Replace every "instance" with "occurrence" in all of the material below and write it out again, leaving everything else unchanged.

(begin)

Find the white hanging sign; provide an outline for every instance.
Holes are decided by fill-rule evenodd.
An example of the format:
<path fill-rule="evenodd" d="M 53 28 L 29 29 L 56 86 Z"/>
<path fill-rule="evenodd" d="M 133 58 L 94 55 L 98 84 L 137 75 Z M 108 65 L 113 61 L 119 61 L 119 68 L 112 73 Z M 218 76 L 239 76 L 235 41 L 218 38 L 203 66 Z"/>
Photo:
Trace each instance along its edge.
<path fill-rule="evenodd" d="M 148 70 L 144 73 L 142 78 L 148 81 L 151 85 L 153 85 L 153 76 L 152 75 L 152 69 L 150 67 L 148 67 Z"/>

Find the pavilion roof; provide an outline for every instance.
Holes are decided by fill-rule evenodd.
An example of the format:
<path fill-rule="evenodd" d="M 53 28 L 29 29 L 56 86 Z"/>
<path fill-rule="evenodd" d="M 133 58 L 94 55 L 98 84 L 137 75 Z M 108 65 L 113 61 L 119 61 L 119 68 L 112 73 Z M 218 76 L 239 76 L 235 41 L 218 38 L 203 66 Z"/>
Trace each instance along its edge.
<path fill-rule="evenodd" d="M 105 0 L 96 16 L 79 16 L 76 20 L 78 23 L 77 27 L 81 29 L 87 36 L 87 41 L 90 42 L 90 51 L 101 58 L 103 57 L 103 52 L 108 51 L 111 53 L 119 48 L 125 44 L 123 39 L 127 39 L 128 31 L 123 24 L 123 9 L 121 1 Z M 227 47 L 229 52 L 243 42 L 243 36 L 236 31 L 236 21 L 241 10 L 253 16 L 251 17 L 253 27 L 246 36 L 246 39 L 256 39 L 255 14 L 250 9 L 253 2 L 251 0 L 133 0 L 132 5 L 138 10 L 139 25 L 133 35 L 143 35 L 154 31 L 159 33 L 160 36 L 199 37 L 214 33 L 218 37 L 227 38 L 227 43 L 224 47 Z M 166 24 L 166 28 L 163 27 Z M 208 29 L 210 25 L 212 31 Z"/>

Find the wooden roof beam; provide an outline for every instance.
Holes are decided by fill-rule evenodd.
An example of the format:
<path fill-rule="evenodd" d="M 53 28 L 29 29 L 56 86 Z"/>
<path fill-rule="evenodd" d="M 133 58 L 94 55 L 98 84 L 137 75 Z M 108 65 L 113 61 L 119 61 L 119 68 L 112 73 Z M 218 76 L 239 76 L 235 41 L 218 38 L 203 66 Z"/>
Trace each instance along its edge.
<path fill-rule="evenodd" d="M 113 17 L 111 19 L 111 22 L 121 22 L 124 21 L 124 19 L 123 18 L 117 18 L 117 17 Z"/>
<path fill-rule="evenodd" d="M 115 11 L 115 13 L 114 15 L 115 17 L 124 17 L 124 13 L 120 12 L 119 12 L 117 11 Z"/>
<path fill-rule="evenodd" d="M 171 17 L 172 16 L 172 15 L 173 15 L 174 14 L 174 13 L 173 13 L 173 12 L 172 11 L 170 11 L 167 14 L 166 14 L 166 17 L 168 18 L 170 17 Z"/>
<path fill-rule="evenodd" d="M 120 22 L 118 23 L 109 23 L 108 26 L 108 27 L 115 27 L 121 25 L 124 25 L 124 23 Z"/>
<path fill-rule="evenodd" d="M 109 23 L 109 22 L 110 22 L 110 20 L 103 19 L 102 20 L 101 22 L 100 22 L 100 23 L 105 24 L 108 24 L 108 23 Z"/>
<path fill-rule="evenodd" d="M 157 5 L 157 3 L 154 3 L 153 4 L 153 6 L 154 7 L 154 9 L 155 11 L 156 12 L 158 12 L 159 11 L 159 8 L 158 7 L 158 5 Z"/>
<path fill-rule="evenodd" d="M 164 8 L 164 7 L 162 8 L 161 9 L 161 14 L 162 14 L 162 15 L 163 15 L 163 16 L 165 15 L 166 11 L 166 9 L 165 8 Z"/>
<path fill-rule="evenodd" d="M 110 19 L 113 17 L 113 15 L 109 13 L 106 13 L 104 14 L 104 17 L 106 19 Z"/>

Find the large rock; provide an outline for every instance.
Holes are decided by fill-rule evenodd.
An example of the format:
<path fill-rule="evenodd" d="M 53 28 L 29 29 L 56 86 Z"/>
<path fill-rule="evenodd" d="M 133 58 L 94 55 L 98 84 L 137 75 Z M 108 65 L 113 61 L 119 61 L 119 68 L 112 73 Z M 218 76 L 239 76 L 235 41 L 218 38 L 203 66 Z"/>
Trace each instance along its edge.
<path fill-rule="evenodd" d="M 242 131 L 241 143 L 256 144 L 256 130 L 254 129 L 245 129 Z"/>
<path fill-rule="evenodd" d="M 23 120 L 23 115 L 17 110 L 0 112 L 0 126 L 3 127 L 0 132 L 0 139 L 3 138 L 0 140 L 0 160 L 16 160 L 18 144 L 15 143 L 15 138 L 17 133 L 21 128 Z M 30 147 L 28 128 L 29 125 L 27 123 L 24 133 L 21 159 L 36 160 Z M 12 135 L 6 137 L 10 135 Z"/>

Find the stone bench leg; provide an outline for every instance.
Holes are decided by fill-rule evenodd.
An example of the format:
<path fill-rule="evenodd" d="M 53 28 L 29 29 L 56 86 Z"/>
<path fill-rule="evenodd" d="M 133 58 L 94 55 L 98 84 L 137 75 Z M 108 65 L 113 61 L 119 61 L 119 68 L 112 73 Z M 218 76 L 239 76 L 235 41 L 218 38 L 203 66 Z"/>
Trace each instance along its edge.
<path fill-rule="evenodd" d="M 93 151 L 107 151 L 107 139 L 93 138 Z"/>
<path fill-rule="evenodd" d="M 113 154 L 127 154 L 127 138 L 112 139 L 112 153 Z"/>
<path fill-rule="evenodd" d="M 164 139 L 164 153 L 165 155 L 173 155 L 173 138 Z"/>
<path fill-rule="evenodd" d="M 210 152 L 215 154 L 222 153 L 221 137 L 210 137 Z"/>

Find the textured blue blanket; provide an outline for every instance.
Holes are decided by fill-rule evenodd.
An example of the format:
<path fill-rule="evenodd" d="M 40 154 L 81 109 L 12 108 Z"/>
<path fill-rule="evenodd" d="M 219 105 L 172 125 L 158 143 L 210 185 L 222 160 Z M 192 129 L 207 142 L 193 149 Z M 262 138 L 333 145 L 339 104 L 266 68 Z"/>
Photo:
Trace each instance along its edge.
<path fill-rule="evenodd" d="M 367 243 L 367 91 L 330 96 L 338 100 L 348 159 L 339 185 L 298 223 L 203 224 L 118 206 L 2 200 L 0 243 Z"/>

(end)

§ SOLVED EXERCISE
Find the white hanging sign; provide an outline for every occurrence.
Holes are decided by fill-rule evenodd.
An example of the format:
<path fill-rule="evenodd" d="M 53 28 L 29 29 L 56 86 Z"/>
<path fill-rule="evenodd" d="M 133 58 L 94 55 L 98 84 L 137 75 Z M 108 65 L 113 61 L 119 61 L 119 68 L 112 73 Z M 218 76 L 239 76 L 235 41 L 218 38 L 203 66 Z"/>
Photo:
Trace each occurrence along its edge.
<path fill-rule="evenodd" d="M 148 70 L 144 73 L 142 78 L 148 81 L 151 85 L 153 85 L 153 76 L 152 75 L 152 69 L 150 67 L 148 67 Z"/>

Find the pavilion roof; provide an outline for every occurrence.
Holes are decided by fill-rule evenodd.
An example of the format:
<path fill-rule="evenodd" d="M 53 28 L 29 29 L 56 86 Z"/>
<path fill-rule="evenodd" d="M 133 58 L 94 55 L 98 84 L 137 75 Z M 108 65 L 113 61 L 119 61 L 119 68 L 112 73 Z M 218 76 L 239 76 L 235 41 L 218 38 L 203 66 Z"/>
Trace each occurrence along its edge.
<path fill-rule="evenodd" d="M 105 0 L 96 16 L 79 16 L 76 20 L 78 23 L 77 27 L 81 29 L 87 36 L 87 41 L 90 42 L 90 51 L 101 58 L 103 57 L 103 52 L 108 51 L 111 53 L 119 48 L 125 44 L 123 39 L 127 39 L 128 31 L 123 24 L 123 9 L 121 1 Z M 227 47 L 229 52 L 243 42 L 243 36 L 236 31 L 236 21 L 241 10 L 253 16 L 251 17 L 253 27 L 246 36 L 246 39 L 256 39 L 255 14 L 250 9 L 253 2 L 251 0 L 133 0 L 132 5 L 138 10 L 139 25 L 133 35 L 143 35 L 154 31 L 159 33 L 160 36 L 199 37 L 214 33 L 218 37 L 227 38 L 227 43 L 224 47 Z M 166 24 L 166 28 L 163 27 Z M 208 29 L 210 25 L 212 31 Z"/>

Find the wooden roof beam; provide an outline for every occurrence.
Holes are decided by fill-rule evenodd.
An example of the format:
<path fill-rule="evenodd" d="M 53 28 L 29 29 L 56 86 Z"/>
<path fill-rule="evenodd" d="M 133 58 L 94 55 L 98 84 L 137 75 Z M 108 65 L 113 61 L 119 61 L 119 68 L 112 73 Z M 218 76 L 239 76 L 235 41 L 218 38 L 203 66 Z"/>
Trace each occurrence along its edge.
<path fill-rule="evenodd" d="M 113 17 L 111 19 L 111 22 L 121 22 L 124 21 L 124 19 L 123 18 L 117 18 L 117 17 Z"/>
<path fill-rule="evenodd" d="M 115 11 L 115 13 L 114 15 L 115 17 L 124 17 L 124 13 L 120 12 L 119 12 L 117 11 Z"/>
<path fill-rule="evenodd" d="M 171 17 L 172 16 L 172 15 L 173 15 L 174 14 L 174 13 L 173 13 L 173 12 L 172 11 L 170 11 L 167 14 L 166 14 L 166 17 L 168 18 L 170 17 Z"/>
<path fill-rule="evenodd" d="M 120 22 L 118 23 L 109 23 L 108 26 L 108 27 L 115 27 L 121 25 L 124 25 L 124 23 Z"/>
<path fill-rule="evenodd" d="M 109 23 L 109 22 L 110 22 L 110 20 L 103 19 L 102 20 L 101 22 L 100 22 L 100 23 L 105 24 L 108 24 L 108 23 Z"/>
<path fill-rule="evenodd" d="M 157 5 L 157 3 L 154 3 L 153 4 L 153 6 L 154 7 L 154 9 L 155 11 L 156 12 L 158 12 L 159 11 L 159 8 L 158 7 L 158 5 Z"/>
<path fill-rule="evenodd" d="M 164 8 L 164 7 L 162 8 L 161 9 L 161 14 L 162 14 L 162 15 L 163 15 L 163 16 L 165 15 L 166 11 L 166 9 L 165 8 Z"/>
<path fill-rule="evenodd" d="M 110 19 L 113 17 L 113 15 L 109 13 L 106 13 L 104 14 L 104 17 L 106 19 Z"/>

Find the large rock; provide an outline for every occurrence.
Holes are decided by fill-rule evenodd.
An example of the format:
<path fill-rule="evenodd" d="M 53 28 L 29 29 L 56 86 Z"/>
<path fill-rule="evenodd" d="M 133 58 L 94 55 L 98 84 L 137 75 Z M 108 65 L 113 61 L 119 61 L 119 68 L 112 73 Z M 218 76 L 239 76 L 235 41 L 218 38 L 203 66 Z"/>
Trace each occurrence along its edge.
<path fill-rule="evenodd" d="M 242 131 L 241 143 L 256 144 L 256 130 L 254 129 L 245 129 Z"/>
<path fill-rule="evenodd" d="M 23 120 L 23 115 L 17 110 L 0 112 L 0 126 L 3 127 L 0 132 L 0 139 L 3 138 L 0 140 L 0 160 L 16 160 L 18 144 L 15 143 L 15 138 L 17 133 L 21 128 Z M 30 147 L 28 128 L 29 125 L 27 123 L 24 133 L 21 159 L 36 160 Z M 12 135 L 6 137 L 10 135 Z"/>

Find the stone bench leg; provide an outline for every occurrence.
Holes are decided by fill-rule evenodd.
An example of the format:
<path fill-rule="evenodd" d="M 53 28 L 29 29 L 56 86 Z"/>
<path fill-rule="evenodd" d="M 133 58 L 94 55 L 98 84 L 137 75 Z M 108 65 L 113 61 L 119 61 L 119 68 L 112 73 Z M 218 76 L 239 76 L 235 41 L 218 38 L 203 66 Z"/>
Trace each occurrence along its edge.
<path fill-rule="evenodd" d="M 93 151 L 107 151 L 107 139 L 93 138 Z"/>
<path fill-rule="evenodd" d="M 113 154 L 127 154 L 127 138 L 112 139 L 112 153 Z"/>
<path fill-rule="evenodd" d="M 164 139 L 164 153 L 165 155 L 173 155 L 173 138 Z"/>
<path fill-rule="evenodd" d="M 210 152 L 215 154 L 222 153 L 221 137 L 210 137 Z"/>

Find the textured blue blanket; provide an outline for every occurrence.
Holes are decided by fill-rule evenodd.
An example of the format:
<path fill-rule="evenodd" d="M 40 154 L 81 109 L 12 108 Z"/>
<path fill-rule="evenodd" d="M 219 105 L 172 125 L 158 143 L 210 185 L 222 160 Z M 192 129 L 207 142 L 193 149 Z M 262 138 L 333 145 L 339 104 L 266 68 Z"/>
Photo:
Trace each occurrence along its edge.
<path fill-rule="evenodd" d="M 367 243 L 367 91 L 330 96 L 338 100 L 348 159 L 339 185 L 298 223 L 203 224 L 118 206 L 2 200 L 0 243 Z"/>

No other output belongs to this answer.